#### Exercise objective:
When you find the line with "Could you point to the light" among the records below, reproduce it and each line after it exactly, ending with the line with "Could you point to the smoke".

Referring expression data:
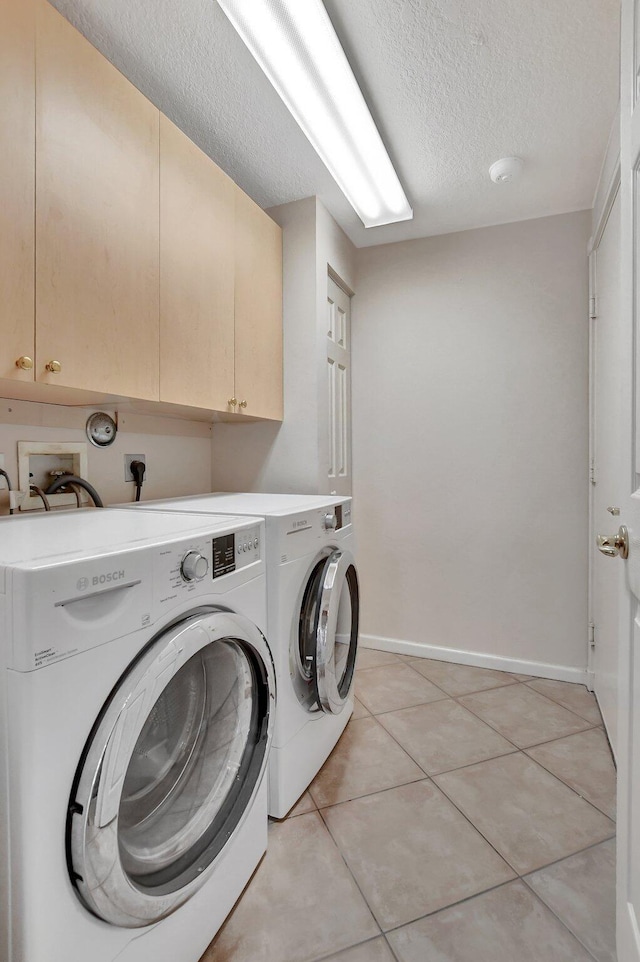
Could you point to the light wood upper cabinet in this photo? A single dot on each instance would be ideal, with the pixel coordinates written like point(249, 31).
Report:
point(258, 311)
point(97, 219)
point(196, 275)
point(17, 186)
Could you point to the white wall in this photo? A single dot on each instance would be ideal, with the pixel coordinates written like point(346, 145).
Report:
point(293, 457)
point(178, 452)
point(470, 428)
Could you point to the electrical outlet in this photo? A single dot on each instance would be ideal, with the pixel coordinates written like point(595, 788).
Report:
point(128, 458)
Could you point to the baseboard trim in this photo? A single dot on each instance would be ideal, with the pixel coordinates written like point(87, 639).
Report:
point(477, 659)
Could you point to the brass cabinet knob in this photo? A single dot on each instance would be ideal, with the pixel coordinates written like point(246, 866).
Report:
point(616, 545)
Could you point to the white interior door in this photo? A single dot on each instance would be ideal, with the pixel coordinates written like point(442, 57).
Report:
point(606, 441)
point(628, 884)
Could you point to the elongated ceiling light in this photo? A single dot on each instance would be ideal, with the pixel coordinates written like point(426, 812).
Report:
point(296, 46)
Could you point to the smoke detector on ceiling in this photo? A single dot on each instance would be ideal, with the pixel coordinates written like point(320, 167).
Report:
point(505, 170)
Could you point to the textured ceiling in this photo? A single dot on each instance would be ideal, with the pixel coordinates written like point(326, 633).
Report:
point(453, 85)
* * *
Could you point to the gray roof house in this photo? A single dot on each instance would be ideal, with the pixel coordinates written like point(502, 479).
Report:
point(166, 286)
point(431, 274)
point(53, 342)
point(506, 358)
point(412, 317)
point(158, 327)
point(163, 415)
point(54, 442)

#### Reply to the task:
Could you point to the light wood upper cabinet in this photo? A single dot on each instance would be ideal, with the pixel coordinates written like point(249, 31).
Report:
point(258, 311)
point(97, 219)
point(196, 275)
point(17, 186)
Could you point to the white wall in this photo? A single dot on each instance would be ideal, with the pixel coordinates written like point(346, 145).
Report:
point(293, 457)
point(178, 452)
point(470, 428)
Could you point to the electrical outlet in this photo? A single dot on each instance would be ideal, with the pixel coordinates written like point(595, 788).
Report:
point(128, 458)
Could you point to the baseboard trim in this photo? A single dot on each instance would be ideal, with the pixel coordinates written like point(87, 639).
Report:
point(477, 659)
Could you point to the brass cabinet knob in this photo? A single dot on each instance would be ideal, with the pixel coordinates written like point(246, 866).
Report:
point(616, 545)
Could you point to the white interior door in this photo? A single dot on each instance would be ideal, with the pixel coordinates written like point(442, 57).
Report:
point(606, 441)
point(628, 884)
Could you point to the elongated ceiling light in this photo? A single dot on each instance would be ideal, with the pixel coordinates written like point(426, 812).
Report:
point(296, 46)
Could you point to the smoke detector on ceiling in this photo? A single dot on each instance would be ideal, with the pixel coordinates written like point(320, 167).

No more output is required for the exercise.